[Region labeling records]
* * * * *

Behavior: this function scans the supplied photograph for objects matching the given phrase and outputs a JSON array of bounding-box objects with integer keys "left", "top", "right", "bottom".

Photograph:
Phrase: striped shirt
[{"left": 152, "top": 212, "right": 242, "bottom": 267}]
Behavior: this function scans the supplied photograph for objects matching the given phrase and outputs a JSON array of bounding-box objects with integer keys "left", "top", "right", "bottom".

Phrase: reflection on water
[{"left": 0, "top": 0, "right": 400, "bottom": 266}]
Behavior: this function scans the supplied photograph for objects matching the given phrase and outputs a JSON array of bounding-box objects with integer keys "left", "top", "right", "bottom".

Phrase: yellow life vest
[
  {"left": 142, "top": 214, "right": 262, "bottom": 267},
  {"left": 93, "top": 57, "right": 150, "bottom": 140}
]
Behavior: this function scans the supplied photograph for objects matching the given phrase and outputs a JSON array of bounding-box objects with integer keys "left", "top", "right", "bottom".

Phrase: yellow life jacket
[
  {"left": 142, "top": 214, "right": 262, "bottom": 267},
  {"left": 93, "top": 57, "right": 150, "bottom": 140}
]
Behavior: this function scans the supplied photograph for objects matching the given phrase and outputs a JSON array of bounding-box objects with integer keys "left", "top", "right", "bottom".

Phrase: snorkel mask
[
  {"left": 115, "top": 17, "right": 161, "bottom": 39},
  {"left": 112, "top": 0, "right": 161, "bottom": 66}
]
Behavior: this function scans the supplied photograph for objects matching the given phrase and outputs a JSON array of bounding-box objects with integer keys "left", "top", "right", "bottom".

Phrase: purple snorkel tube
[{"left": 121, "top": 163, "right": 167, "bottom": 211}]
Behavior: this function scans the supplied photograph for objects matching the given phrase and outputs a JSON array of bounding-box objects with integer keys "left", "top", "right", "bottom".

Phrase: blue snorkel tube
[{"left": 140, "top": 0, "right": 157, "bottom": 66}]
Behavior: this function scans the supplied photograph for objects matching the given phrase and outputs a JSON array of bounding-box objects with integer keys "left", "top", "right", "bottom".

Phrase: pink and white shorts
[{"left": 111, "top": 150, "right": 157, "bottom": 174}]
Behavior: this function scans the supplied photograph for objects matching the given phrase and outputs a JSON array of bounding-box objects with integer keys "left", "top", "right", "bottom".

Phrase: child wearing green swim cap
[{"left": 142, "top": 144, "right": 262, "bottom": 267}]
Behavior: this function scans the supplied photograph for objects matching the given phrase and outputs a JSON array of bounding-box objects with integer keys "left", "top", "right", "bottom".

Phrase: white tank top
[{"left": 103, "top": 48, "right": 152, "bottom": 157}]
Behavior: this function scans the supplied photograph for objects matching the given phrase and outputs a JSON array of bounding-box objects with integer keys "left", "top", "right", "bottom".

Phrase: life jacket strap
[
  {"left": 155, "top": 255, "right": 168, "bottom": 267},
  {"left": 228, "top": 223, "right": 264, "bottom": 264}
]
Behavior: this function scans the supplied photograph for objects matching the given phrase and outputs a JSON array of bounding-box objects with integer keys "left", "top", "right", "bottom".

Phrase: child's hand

* * * * *

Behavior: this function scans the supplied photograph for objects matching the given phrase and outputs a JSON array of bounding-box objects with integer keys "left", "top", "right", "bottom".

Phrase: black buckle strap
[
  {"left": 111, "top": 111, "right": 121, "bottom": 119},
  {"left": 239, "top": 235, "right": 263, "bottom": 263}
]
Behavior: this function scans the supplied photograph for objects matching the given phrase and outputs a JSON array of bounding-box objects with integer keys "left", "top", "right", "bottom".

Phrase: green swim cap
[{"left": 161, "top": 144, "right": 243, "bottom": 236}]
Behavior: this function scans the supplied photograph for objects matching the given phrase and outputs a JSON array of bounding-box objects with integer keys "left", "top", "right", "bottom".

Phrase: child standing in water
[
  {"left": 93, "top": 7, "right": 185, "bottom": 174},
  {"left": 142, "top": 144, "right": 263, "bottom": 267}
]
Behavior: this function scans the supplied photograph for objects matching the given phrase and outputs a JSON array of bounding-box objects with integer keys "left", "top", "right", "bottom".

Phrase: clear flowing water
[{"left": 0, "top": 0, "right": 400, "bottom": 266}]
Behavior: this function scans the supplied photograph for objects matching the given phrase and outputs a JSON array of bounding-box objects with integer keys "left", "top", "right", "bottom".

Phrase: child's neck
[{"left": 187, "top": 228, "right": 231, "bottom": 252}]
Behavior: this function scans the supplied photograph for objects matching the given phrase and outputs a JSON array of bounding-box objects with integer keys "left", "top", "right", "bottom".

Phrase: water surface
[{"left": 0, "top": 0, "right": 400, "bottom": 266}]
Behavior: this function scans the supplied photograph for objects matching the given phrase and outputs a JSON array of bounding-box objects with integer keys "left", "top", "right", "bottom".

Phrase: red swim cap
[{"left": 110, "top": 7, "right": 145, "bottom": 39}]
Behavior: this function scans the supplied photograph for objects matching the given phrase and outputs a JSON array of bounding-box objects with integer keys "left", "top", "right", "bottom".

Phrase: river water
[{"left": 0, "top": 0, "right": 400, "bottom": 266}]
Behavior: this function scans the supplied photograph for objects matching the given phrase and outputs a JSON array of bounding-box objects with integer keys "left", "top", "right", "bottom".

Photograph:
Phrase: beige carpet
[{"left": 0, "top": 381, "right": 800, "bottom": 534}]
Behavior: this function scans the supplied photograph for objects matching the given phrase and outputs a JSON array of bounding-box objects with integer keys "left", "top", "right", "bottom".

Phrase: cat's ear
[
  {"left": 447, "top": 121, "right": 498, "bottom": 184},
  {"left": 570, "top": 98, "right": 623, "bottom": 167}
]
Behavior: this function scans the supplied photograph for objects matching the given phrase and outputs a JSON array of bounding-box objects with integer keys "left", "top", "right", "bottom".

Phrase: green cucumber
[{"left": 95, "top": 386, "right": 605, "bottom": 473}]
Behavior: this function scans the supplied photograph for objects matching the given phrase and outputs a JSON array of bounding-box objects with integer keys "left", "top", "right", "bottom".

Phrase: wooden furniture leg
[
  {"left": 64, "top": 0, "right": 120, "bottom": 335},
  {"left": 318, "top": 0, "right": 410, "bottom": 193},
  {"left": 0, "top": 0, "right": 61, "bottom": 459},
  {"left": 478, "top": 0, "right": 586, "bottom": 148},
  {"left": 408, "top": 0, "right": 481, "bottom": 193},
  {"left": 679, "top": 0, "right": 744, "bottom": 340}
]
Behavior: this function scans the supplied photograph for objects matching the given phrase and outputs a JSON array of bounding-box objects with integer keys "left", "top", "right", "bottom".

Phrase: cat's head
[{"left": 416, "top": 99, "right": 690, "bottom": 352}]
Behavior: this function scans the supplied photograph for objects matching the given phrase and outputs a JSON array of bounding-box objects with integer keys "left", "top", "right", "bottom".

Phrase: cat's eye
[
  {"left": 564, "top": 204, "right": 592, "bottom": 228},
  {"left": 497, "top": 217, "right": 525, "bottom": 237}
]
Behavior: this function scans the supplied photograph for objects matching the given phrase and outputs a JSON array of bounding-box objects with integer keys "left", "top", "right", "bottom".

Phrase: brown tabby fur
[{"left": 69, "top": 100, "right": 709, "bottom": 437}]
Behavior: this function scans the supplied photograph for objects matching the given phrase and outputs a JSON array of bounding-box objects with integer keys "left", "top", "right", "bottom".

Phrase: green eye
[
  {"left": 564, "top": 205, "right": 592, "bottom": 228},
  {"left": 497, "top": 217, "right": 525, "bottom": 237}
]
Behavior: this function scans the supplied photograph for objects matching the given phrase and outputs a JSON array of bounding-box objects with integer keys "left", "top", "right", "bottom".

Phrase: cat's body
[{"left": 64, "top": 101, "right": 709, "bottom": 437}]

* * * * *

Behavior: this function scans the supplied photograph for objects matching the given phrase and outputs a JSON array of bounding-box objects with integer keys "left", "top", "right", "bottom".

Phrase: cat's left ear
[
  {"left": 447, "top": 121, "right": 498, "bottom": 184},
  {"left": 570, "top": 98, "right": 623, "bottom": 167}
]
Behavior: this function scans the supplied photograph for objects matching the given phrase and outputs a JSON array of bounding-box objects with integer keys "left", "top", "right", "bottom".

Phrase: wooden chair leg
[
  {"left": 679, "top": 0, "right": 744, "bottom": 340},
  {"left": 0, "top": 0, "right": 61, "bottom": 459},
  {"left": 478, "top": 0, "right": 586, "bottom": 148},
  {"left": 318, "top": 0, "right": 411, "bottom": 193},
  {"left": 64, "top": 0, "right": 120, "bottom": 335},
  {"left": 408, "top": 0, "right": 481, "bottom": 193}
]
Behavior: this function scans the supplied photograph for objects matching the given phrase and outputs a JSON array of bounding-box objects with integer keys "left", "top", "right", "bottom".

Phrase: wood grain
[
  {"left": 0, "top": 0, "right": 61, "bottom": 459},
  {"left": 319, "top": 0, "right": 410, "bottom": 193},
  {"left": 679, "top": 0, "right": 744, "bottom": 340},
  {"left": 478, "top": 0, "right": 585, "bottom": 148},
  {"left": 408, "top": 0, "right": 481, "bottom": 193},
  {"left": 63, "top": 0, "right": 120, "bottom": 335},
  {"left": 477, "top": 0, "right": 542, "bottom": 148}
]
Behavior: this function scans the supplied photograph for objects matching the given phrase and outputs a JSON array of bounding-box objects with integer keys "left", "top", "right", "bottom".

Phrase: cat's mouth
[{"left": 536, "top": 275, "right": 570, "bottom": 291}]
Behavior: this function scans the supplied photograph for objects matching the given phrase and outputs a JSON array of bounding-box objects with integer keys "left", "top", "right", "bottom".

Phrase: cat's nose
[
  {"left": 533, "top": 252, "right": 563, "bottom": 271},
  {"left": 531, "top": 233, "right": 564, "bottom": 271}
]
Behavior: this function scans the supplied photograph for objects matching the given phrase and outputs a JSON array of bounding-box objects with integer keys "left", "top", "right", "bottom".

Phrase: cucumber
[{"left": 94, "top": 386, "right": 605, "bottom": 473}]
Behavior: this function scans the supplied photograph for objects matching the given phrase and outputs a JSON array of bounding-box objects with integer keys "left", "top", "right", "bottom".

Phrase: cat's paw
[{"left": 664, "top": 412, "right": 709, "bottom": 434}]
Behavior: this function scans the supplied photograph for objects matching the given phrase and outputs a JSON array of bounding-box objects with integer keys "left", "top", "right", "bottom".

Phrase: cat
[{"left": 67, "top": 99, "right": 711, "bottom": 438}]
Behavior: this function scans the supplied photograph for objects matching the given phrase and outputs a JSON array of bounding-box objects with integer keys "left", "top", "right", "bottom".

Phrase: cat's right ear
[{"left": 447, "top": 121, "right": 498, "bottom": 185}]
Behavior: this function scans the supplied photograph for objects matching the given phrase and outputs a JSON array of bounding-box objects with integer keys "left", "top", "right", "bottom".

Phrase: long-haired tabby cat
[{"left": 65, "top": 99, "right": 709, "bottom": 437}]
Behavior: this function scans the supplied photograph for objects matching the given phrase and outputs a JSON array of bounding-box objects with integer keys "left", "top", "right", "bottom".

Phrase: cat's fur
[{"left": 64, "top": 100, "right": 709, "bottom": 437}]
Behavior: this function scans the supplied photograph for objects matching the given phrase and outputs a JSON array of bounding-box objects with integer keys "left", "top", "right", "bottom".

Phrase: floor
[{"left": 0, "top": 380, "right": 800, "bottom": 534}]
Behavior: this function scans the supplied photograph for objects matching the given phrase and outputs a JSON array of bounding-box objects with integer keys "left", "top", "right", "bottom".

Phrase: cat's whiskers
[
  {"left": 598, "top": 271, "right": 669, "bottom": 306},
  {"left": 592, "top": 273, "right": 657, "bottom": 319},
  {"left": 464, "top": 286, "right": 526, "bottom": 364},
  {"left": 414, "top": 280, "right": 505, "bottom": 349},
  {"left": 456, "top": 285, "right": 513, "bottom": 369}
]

* * * * *

[THE PROBLEM]
Pull out every line in the rows above that contains the string "child". Matches are case-sensitive.

[COMPLETE ANSWER]
Phrase: child wearing green swim cap
Phrase: child's hand
Phrase: child standing in water
Phrase: child's neck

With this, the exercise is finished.